Founders Agreement - Overview
A founders agreement is an official contract or a legal agreement executed between the co-founders of the company while setting up a business. This agreement elucidates the roles, rights and duties, responsibilities, ownership, liabilities, and investment proportion of each founder.
- A founders agreement should be made in the written format, not oral
- Two or more partners jointly can enter into the founders agreement called co-partners/ parties
- All co-founders will enter into the agreement exactly while incorporating the business or company.
The objective of the founders agreement is to avoid disputes regarding business, which may arise over time between co-founders. This agreement apparently set out the strategy of the founders, who should act within the ambit and should follow the mandatory provisions laid on.
Founders agreements also help in tackling uncertain occurrences like the death of the co-founder, resignation, which directly affects the sustained growth and smooth running of the business or firm.
Benefits of a Founders Agreement
Determining the Type of Business Entity:
The founders agreement will clearly mention the nature and type of entity that should be established by the co-founders, thereby setting the proper path to be followed.
Outlined Business Plans
This agreement describes the vision and mission of the entity and sets the short term and long term goals to be achieved over a period of time.
Designating the Roles and Responsibilities
Obviously, there will be overlapping roles and functions between co-founders without having a proper framework of the assigned roles. Therefore, it is important to designate the roles and responsibilities of the co-founders, in accordance with their area of mastery like marketing, operations, finance, etc.

Raw records:

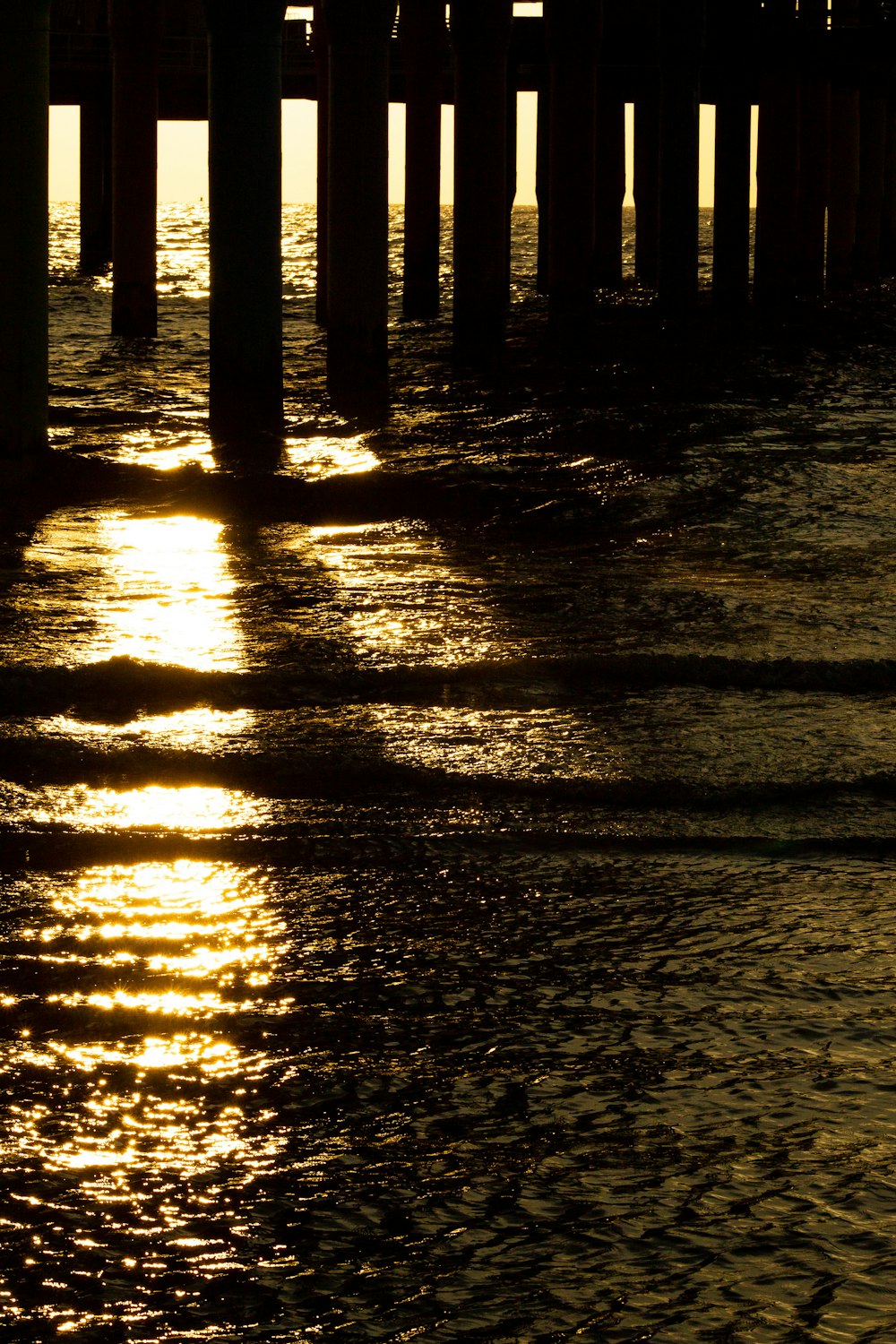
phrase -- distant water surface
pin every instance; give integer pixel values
(450, 890)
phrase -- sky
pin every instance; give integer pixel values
(183, 148)
(183, 152)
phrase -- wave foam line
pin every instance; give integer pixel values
(117, 690)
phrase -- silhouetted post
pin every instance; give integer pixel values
(358, 344)
(134, 26)
(573, 32)
(246, 293)
(681, 39)
(512, 142)
(608, 183)
(888, 215)
(424, 43)
(320, 43)
(872, 158)
(842, 201)
(646, 183)
(732, 40)
(24, 91)
(778, 158)
(814, 150)
(96, 182)
(731, 212)
(481, 42)
(543, 182)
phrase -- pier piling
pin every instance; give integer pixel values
(245, 306)
(479, 40)
(24, 86)
(134, 27)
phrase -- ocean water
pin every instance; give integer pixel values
(449, 882)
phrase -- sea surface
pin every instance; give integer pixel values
(449, 882)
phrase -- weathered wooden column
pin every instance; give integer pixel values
(778, 156)
(734, 46)
(320, 43)
(134, 26)
(24, 90)
(481, 42)
(245, 306)
(424, 45)
(608, 182)
(872, 155)
(646, 183)
(543, 180)
(814, 150)
(358, 246)
(888, 218)
(573, 32)
(681, 39)
(96, 180)
(842, 201)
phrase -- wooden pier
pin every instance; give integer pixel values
(823, 74)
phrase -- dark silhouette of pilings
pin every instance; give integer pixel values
(888, 212)
(646, 182)
(814, 151)
(134, 26)
(245, 306)
(732, 42)
(424, 40)
(573, 35)
(24, 90)
(543, 180)
(778, 156)
(608, 182)
(479, 40)
(322, 78)
(845, 123)
(872, 150)
(96, 182)
(731, 203)
(358, 214)
(681, 43)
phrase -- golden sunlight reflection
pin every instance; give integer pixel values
(320, 457)
(185, 728)
(148, 965)
(504, 744)
(406, 599)
(144, 1112)
(147, 448)
(191, 808)
(161, 589)
(185, 940)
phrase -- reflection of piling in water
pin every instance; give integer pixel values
(821, 72)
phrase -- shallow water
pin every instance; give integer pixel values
(450, 892)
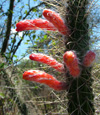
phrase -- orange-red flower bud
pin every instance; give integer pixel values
(25, 25)
(47, 60)
(56, 20)
(35, 25)
(71, 62)
(42, 77)
(89, 58)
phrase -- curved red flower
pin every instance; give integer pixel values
(35, 25)
(47, 60)
(71, 62)
(56, 20)
(89, 58)
(42, 77)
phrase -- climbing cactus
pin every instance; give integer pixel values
(77, 67)
(35, 25)
(47, 60)
(89, 58)
(71, 62)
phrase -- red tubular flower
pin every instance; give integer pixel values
(47, 60)
(25, 25)
(56, 20)
(35, 25)
(71, 62)
(89, 58)
(42, 77)
(44, 24)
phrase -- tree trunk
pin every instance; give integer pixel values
(80, 94)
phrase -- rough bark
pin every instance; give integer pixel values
(80, 94)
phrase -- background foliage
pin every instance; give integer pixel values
(18, 96)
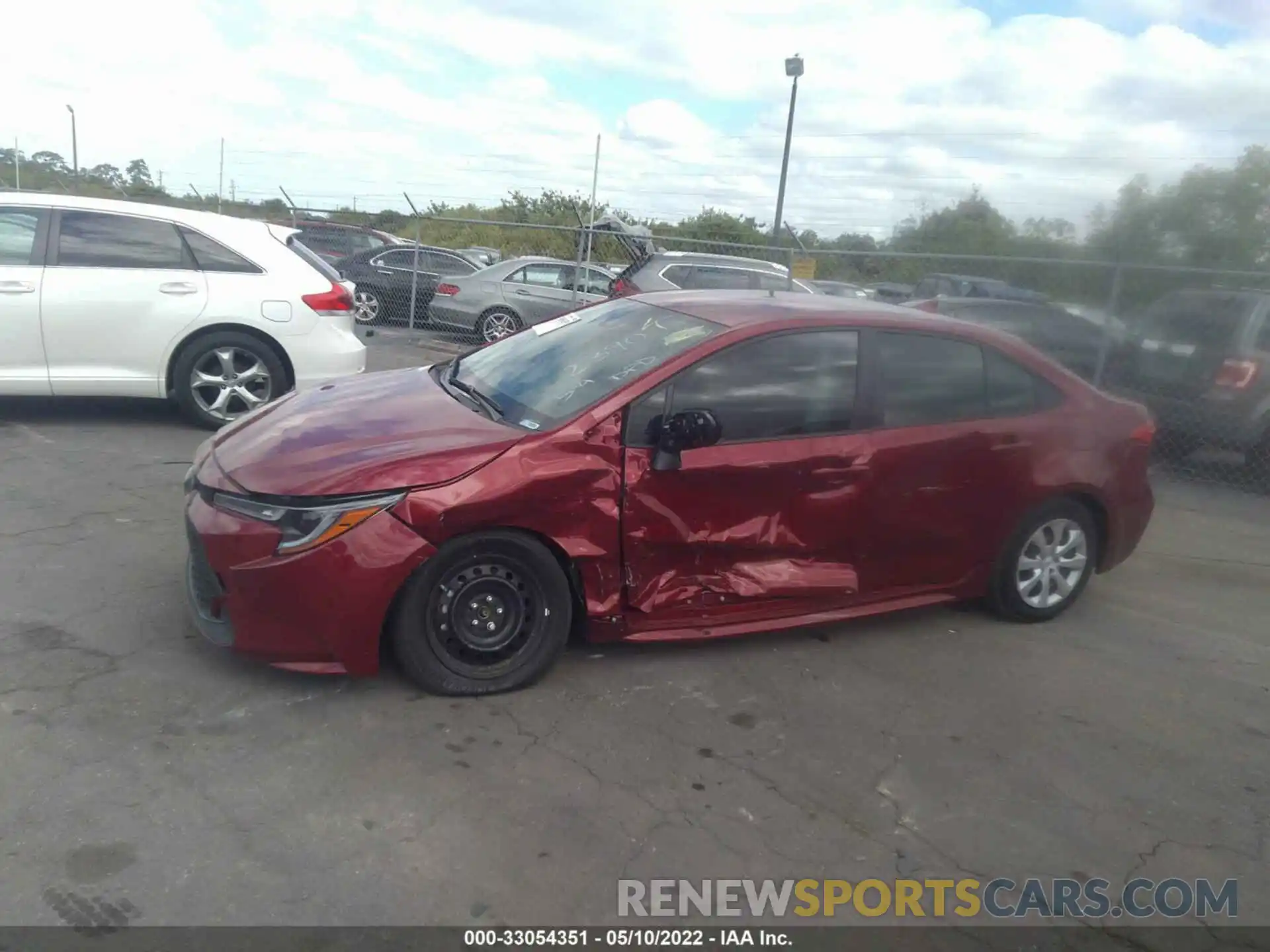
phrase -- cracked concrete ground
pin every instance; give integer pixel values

Tasks:
- 1) Rewrite the records from the line containing "phrase -- pier piling" through the end of the records, putting "mark each occurrence" wherever "pin every instance" appears and changing nothing else. Omit the pictures from your answer.
- 2) Continue the founders agreement overview from its last sentence.
These records are unrelated to the text above.

Responses:
- 1)
phrase -- pier piling
mark each occurrence; give integer pixel values
(245, 306)
(479, 40)
(24, 86)
(134, 27)
phrase -- ocean water
mark each occurrence; give integer pixel values
(449, 882)
phrase -- sea surface
mark each occurrence; give integer pixel values
(449, 882)
phrase -- weathered wooden column
mark each occurrence; give integer pixel values
(778, 156)
(734, 46)
(320, 43)
(134, 26)
(24, 90)
(481, 42)
(245, 306)
(424, 45)
(608, 182)
(872, 155)
(646, 183)
(543, 180)
(814, 150)
(358, 246)
(888, 218)
(573, 32)
(681, 39)
(96, 180)
(842, 201)
phrase -- wooden pier
mark each occurrence; give integer pixel values
(823, 74)
phrase -- dark silhouette of pilings
mark each occurrence; give integer pixel values
(888, 212)
(646, 182)
(814, 151)
(134, 26)
(245, 306)
(732, 42)
(424, 40)
(573, 35)
(24, 90)
(543, 180)
(778, 156)
(608, 182)
(479, 40)
(322, 78)
(845, 123)
(872, 150)
(96, 182)
(731, 203)
(358, 214)
(681, 43)
phrase -- golden sunlight reflection
mark each occurrence; give integer pixel values
(320, 457)
(185, 728)
(148, 965)
(504, 744)
(406, 599)
(144, 1112)
(147, 448)
(191, 808)
(161, 589)
(185, 940)
phrase -- reflection of piling in water
mark each occurrence; give integer pixel values
(821, 72)
phrase -- shallow water
mark each occurrence; give integer pixel values
(450, 892)
phrase -- orange-red flower bud
mark each occurrence; give integer pixel values
(25, 25)
(47, 60)
(56, 20)
(35, 25)
(71, 62)
(42, 77)
(89, 58)
phrase -- curved red flower
mark each occurrence; give integer pixel values
(35, 25)
(47, 60)
(71, 62)
(56, 20)
(89, 58)
(42, 77)
phrase -- climbing cactus
mark each occurrence; give integer pixel values
(77, 67)
(35, 25)
(47, 60)
(89, 58)
(71, 62)
phrase -- red tubular flower
mark each occurrence; give integer pixel values
(47, 60)
(25, 25)
(56, 20)
(35, 25)
(71, 62)
(89, 58)
(42, 77)
(44, 24)
phrase -- tree trunk
mark each occurrence; give integer pixel values
(80, 94)
phrase -- rough bark
mark each occurrence; give integer pixel values
(80, 94)
phrase -- background foliage
mark each occurrence; give integer pixel values
(18, 96)
phrase -- cracked concrete ground
mark each occurrence; give integer pixel values

- 2)
Structure of Ownership
The founders agreement will clearly specify the structure of ownership pertaining to the initial contribution made by the cofounder or the percentage of the equity shares held by the cofounder in case of a company, thereby avoiding any future conflicts in between them.
Decision Making
At a certain point in time, there will be an ideological conflict between co-founders, So these conflicts are to be handled through the proper decision-making process. Here the founders agreement will formulate a procedure to be followed during the decision making process. If the voting system is adopted, then it should define the value of votes for each founder and provide a solution in case of a deadlock situation.
Compensation Provisions
This agreement laid down the scheme of compensation to be carried out, if anyone of the cofounder has violated the provisions mandated. Here, the proportion of the compensation to be made will be mentioned for every cofounder.
Expulsion of Co-founders
Any co-founder can be evicted from the company for indulging in fraudulent activities like misappropriation of funds, sexual harassment, and getting employed with other organisations. This agreement ensures a proper structure on how to deal with these situations and sorting out appropriate funds to be reverted to the expelled co-founder.
Confidentiality
There was a separate clause on confidentiality in the founders agreement, which makes an obligation for founders to not reveal the secrets of the business.
Documents Required for Preparation of a Founders Agreement
- Address proof of all co-founders
- Identity proof of all co-founders
- Identity proof of witnesses
- A clear objective of the company
- The number of equity shares of each co-founder
- The overall percentage of shares of each co-founder.
Procedure for Drafting a Founders Agreement
The procedure for drafting the founders agreement involves the following steps:
- Step 1: The draft of the founders agreement is prepared by including all the required fields, like objectives of the company, terms, and conditions to be followed by the co-founders
- Step 2: Once the drafting process is complete, check if all mandatory provisions have been included, with no ambiguous clauses
- Step 3: Add additional information that has to be furnished in the agreement, if required
- Step 4: The final draft should be acknowledged by all the cofounders, that it has been scrutinized with acceptance of the aforementioned agreement
- Step 5: Once all co-founders have agreed to the agreement, it should be notarized on a non-judicial stamp paper
- Step 6: After notarizing, get the signature of all the co-founders on the agreement
- Step 7: Before entering into the agreement, get expert guidance to avoid disputes.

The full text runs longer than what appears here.